* Source extract
■ ■ ■ ■
7.1.5 Right Ramp Gate Adjustment

It is erroneous to have the mystery rollunder gate score in one direction only; the switch should activate both going UP to the upper playfield as well as DOWN to the lower playfield. It can be a strategy in multiball to let it roll down the switch, multiplying the mystery value.

7.2 Firepower

7.2.1 Firepower Won't Start a Game

Firepower and other multi-ball games are infamous for being stubborn if there aren't three balls in the trough, or if one of the trough switches isn't closed. Additionally, multiball games usually have a shooter lane switch. If MORE than 3 switches are closed, the game will also not start.

My Firepower, in particular, is frequently upset if the right-most switch isn't closed, and that switch has an unusual actuator on it that doesn't work as well as a common rollover actuator. That switch is a little mangled, so it's the one that is most problematic. ts4z (talk) 18:12, 21 May 2014 (CDT)

7.3 Time Warp

7.3.1 Time Warp loses background sound occasionally

There is a software bug in Time Warp where the background sound (if enabled) will go mute at ball launch. This happens whenever the ball kicker launches twice, or when a ball drains without scoring any points. There is a fix for this identified as Time Warp L-3 however it is not officially sanctioned by Williams and so is not readily available.
■ ■ ■ ■
* Records shown
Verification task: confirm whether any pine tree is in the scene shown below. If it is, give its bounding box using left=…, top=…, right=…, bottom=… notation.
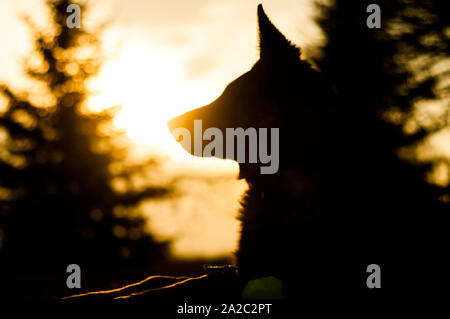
■ ■ ■ ■
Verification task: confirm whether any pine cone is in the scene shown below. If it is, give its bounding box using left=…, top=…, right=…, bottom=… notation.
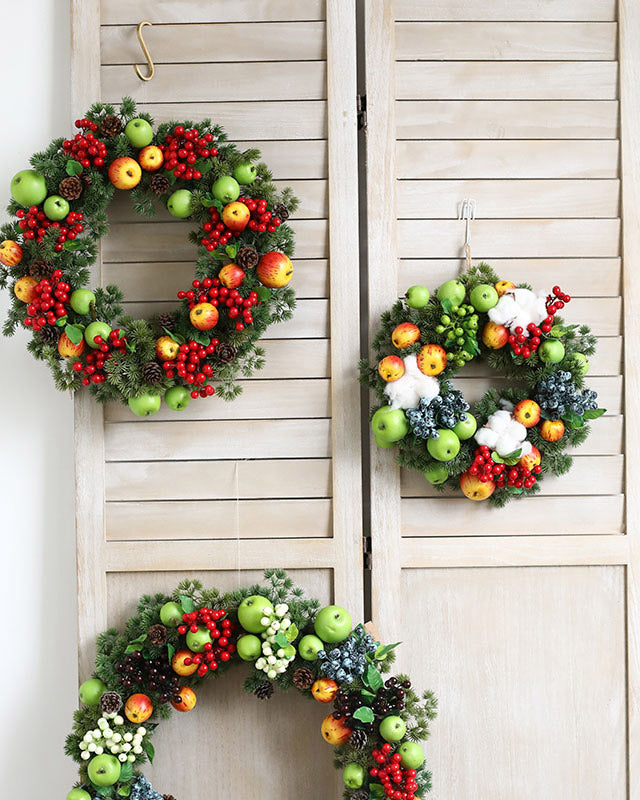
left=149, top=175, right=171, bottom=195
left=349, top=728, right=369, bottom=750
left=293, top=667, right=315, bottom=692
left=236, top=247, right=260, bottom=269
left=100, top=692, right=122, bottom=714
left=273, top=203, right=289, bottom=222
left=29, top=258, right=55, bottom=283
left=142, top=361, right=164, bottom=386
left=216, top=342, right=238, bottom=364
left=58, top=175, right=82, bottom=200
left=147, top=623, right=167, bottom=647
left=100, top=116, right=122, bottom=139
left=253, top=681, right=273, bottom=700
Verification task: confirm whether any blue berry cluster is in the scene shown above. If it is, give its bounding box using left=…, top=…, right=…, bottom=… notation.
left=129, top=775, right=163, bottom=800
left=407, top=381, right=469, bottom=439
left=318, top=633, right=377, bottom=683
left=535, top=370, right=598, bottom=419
■ ■ ■ ■
* Task prompt
According to the pinball troubleshooting notes, why is the right-most trough switch the most problematic one on the contributor's Firepower? Answer in one to three sentences.

* Answer space
The switch uses an unusual actuator that doesn't work as well as a common rollover actuator, and it is also a little mangled. The game is frequently upset when that switch isn't closed.